> Try it
Set each line of the records down again exactly, please.

===== Dataset =====

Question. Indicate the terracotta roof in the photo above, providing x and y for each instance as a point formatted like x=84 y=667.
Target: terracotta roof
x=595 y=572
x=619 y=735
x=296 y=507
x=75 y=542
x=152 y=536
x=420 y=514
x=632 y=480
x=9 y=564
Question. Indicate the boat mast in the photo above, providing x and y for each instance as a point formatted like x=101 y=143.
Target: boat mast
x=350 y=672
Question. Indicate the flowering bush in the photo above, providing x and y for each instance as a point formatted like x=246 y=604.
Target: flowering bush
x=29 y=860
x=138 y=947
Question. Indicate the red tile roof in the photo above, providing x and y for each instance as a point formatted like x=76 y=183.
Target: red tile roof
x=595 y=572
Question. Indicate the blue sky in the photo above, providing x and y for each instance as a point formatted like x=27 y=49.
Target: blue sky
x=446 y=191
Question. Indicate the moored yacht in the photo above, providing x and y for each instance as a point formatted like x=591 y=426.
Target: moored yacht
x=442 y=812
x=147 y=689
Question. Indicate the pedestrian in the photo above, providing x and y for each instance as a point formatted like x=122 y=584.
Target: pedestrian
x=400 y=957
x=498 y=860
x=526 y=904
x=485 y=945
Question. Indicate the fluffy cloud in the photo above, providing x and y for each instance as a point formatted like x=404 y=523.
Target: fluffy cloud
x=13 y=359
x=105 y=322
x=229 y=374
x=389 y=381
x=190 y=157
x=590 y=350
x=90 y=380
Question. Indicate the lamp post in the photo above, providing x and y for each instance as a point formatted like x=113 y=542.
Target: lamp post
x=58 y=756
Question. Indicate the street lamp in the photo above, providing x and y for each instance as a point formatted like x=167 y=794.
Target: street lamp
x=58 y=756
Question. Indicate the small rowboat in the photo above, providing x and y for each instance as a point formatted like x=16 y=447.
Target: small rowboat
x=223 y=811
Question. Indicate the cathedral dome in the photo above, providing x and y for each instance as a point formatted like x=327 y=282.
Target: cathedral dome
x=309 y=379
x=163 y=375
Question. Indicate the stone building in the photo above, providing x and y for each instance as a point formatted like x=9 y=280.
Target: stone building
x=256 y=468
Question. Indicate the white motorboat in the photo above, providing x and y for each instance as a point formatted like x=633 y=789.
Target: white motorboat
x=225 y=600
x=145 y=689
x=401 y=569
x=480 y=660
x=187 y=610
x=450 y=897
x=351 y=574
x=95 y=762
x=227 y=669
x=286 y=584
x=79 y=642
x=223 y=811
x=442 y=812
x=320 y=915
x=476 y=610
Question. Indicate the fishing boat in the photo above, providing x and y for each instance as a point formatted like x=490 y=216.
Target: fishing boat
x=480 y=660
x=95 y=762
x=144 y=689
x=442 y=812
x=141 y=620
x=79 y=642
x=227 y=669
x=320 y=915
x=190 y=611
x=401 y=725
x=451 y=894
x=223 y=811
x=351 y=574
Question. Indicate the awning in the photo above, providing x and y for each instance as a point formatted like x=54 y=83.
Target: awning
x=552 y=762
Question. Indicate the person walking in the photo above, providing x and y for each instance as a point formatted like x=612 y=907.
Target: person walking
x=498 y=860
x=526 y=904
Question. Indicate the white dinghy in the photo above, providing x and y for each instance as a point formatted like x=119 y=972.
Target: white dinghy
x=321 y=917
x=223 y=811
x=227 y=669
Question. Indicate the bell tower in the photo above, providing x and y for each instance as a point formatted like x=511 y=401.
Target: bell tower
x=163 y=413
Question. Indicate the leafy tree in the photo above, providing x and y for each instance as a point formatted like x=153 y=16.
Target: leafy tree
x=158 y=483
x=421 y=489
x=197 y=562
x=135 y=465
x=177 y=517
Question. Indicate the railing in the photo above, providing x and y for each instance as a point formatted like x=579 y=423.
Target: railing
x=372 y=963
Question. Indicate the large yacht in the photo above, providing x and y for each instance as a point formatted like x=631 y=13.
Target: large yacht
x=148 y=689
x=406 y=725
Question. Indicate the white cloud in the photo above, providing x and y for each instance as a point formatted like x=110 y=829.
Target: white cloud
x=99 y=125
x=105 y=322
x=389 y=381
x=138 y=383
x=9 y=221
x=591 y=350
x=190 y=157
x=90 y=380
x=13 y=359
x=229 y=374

=====

> Answer section
Question. Indicate the terracotta roof in the photo above, providing x and y for each instance as a point formatted like x=84 y=667.
Target: terracotta roof
x=595 y=572
x=619 y=735
x=296 y=507
x=75 y=542
x=152 y=536
x=420 y=514
x=632 y=480
x=9 y=564
Question. Indicate the boat mast in the photo above, providing x and y for each instance as a point formatted like x=101 y=143.
Target: boat mast
x=350 y=672
Question. Indicate the flowering bush in the photo above, providing x and y for each instance as a point formatted like x=246 y=604.
Target: flowering bush
x=29 y=860
x=138 y=947
Question. Indicate the red tile roof in the photo above, providing x and y for each instance as a point formatted like x=76 y=183.
Target: red tile roof
x=595 y=572
Question. Indicate the blue sky in the photo above, providing x and y for each instance as a point formatted like x=27 y=49.
Target: blue sky
x=446 y=191
Question. Indicate the moored yacht in the photo above, providing x and y for each instance as a point formatted like x=591 y=426.
Target: moored yacht
x=442 y=812
x=147 y=689
Question. Indicate the pedestrian in the photo above, providing x and y for each instance as a point formatted like x=122 y=584.
Target: pedestrian
x=400 y=957
x=498 y=860
x=526 y=904
x=485 y=945
Question. Indicate the fluffy cloud in the photo above, providing x and y for each instance as a point formatted like x=404 y=523.
Target: fluffy cloud
x=13 y=359
x=105 y=322
x=229 y=374
x=389 y=381
x=190 y=157
x=590 y=350
x=90 y=380
Question. Indicate the lamp post in the photo above, providing x and y for each instance as a point formatted like x=113 y=542.
Target: lamp post
x=58 y=756
Question. Indicate the street lamp in the photo above, providing x and y for each instance as a point formatted like x=167 y=794.
Target: street lamp
x=58 y=756
Question. Indicate the small rowboat in the photo above, providing x and y for each instance as a point formatted like x=16 y=447.
Target: small rowboat
x=223 y=811
Question. Indicate the cathedral dome in the photo above, providing x and y for each instance as a point formatted like x=327 y=282.
Target: cathedral dome
x=309 y=379
x=163 y=375
Question. Indicate the stone building in the photo above, providing x and y for each instance as a point formatted like x=9 y=280.
Target: stone building
x=256 y=468
Question. Indicate the white motorboat in the photo above, providing x and y for each instance as a point formatted like x=633 y=789.
Target: white motorboat
x=225 y=600
x=145 y=689
x=401 y=569
x=480 y=660
x=187 y=610
x=450 y=897
x=351 y=574
x=95 y=762
x=227 y=669
x=286 y=584
x=79 y=642
x=223 y=811
x=442 y=812
x=320 y=915
x=476 y=610
Question. Indicate the fishing boat in the photo above, providing x and y for each instance as a point formatted like x=490 y=216.
Target: fishing boat
x=480 y=660
x=95 y=762
x=144 y=689
x=442 y=812
x=141 y=620
x=79 y=642
x=227 y=669
x=320 y=915
x=190 y=611
x=401 y=725
x=451 y=894
x=223 y=811
x=351 y=574
Question. Indicate the awning in the photo above, providing x and y for each instance as a point formatted like x=54 y=83.
Target: awning
x=552 y=762
Question. Indicate the person walking in the photo above, providing x and y for each instance as a point formatted like x=612 y=907.
Target: person walking
x=498 y=860
x=526 y=904
Question. Indicate the white dinghy in the photo above, providing x and y for each instance as a point formatted like x=119 y=972.
Target: white dinghy
x=321 y=917
x=223 y=811
x=227 y=669
Question. Indicate the bell tower in the photo above, providing x and y for each instance as a point formatted like x=511 y=401.
Target: bell tower
x=163 y=413
Question. Indicate the leafy tree in the photo above, providing x and y for each instance as a point formatted like x=153 y=16.
Target: leafy tree
x=158 y=483
x=421 y=489
x=197 y=562
x=135 y=465
x=177 y=517
Question. Indicate the railing in the photo above, providing x and y for each instance as a point formatted like x=579 y=423.
Target: railing
x=372 y=963
Question. Indicate the large yacht in the photo above, providing x and y for each instance as a point formatted like x=631 y=13.
Target: large yacht
x=148 y=689
x=406 y=725
Question. Indicate the white cloud in the photo above, providing x and y for each instance as a point formatted like x=110 y=829.
Target: white cloud
x=99 y=125
x=105 y=322
x=389 y=381
x=138 y=383
x=9 y=221
x=591 y=350
x=190 y=157
x=90 y=380
x=13 y=359
x=229 y=374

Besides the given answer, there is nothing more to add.